### SET OF TASKS
(1) Summarize the review of Bunny and the Bull in two sentences.
(2) According to the review of Bunny and the Bull, why is Stephen forced to consider leaving his house? Answer in one sentence.
(3) Carry on the review of Bunny and the Bull past its final sentence.

Review: Bunny and the Bull
From the director of the surreal, romping TV comedy series The Mighty Boosh comes Bunny and the Bull, Paul King’s first feature. It is the story of Stephen, a pale, sensitive, pathetic man, who, enshrined in pyjamas and red plaid dressing gown, hasn’t left his house in a year. One day, mice get into his backlog of packet vegetarian lasagne and he is forced to consider leaving the house. In doing so, he relives the sequence of events that brought him to this abysmal state from the safely of his flat. And so we travel with Stephen down memory lane towards the conclusion, following him on a road trip around Europe with his best friend and polar opposite, Bunny, a crass, adventurous eccentric with a virile halo of wild ginger hair.

### Point localization data
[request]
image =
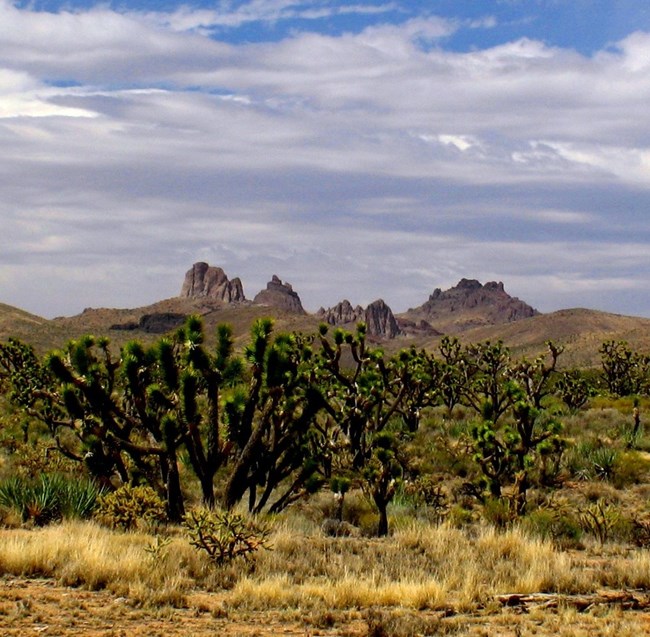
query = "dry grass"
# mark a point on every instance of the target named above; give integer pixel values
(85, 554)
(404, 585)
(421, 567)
* * *
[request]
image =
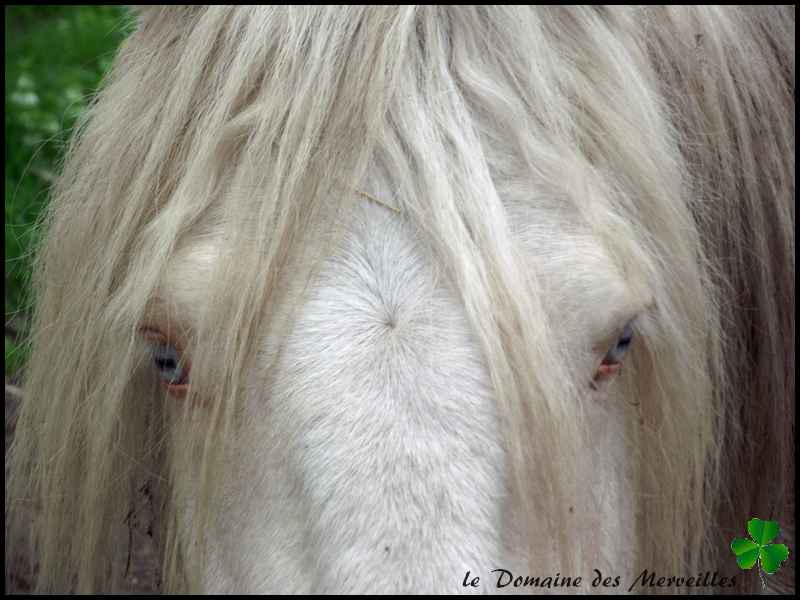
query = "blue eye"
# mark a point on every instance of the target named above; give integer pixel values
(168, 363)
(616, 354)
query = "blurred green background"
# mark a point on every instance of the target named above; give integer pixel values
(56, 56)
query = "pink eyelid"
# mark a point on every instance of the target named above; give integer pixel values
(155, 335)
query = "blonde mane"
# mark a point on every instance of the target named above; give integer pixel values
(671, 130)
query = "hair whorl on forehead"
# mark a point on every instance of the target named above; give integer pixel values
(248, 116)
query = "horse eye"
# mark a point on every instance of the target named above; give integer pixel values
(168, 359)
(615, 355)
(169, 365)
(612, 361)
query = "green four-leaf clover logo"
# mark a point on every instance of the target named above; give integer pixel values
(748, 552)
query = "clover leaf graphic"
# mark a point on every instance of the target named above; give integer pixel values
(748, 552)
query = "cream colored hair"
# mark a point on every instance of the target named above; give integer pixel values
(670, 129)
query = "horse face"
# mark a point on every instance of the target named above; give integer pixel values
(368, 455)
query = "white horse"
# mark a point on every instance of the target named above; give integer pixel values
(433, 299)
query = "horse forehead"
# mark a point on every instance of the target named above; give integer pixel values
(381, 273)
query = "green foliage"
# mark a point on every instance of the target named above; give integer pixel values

### RESULTS OF THE EXERCISE
(1) Bunny and the Bull is Paul King's first feature, from the director of the TV comedy series The Mighty Boosh, and it follows Stephen, a pale, sensitive man who hasn't left his house in a year. When mice get into his backlog of packet vegetarian lasagne and he must consider going out, he relives the events that brought him to this state, including a road trip around Europe with his best friend and polar opposite, Bunny.

(2) Mice get into his backlog of packet vegetarian lasagne.

(3)
The art direction is a joy to behold. It is like watching a series of mismatched video art installations strung together. Stephen’s European itinerary of bizarre museums is presented in a series of old-school catalogue slides, replete with a monotonic British tour guide. When Stephen and Bunny win on a horse, the odd, painterly backdrop of the bookie’s joint creates the spacious, empty echo of an open studio. Cut-out cars roll by outside, accompanied by the exaggerated sound of a distant car rolling by. In this original simulation of reality, a cinematic juxtaposition occurs when we suddenly notice the actors are performing in open space. Thankfully, the characters were appealing enough to hold my attention (especially the superstitious Eloise, Stephen’s Spanish hitch-hiking love interest, who was aptly described to me as a ‘poor man’s Penelope Cruz’).
But when I stopped gawking at the minutiae and stood back, it is with great disappointment that I observed the story really doesn’t work on a macro level. Brad Nguyen has written previously about the creative potential of 3D, and how the form can be crafted symbolically into the narrative, as it was in Avatar. I think the same principles apply for this new visualisation of reality (somewhere between animation and contemporary art) that is now starting to find an audience in mainstream Indie cinema.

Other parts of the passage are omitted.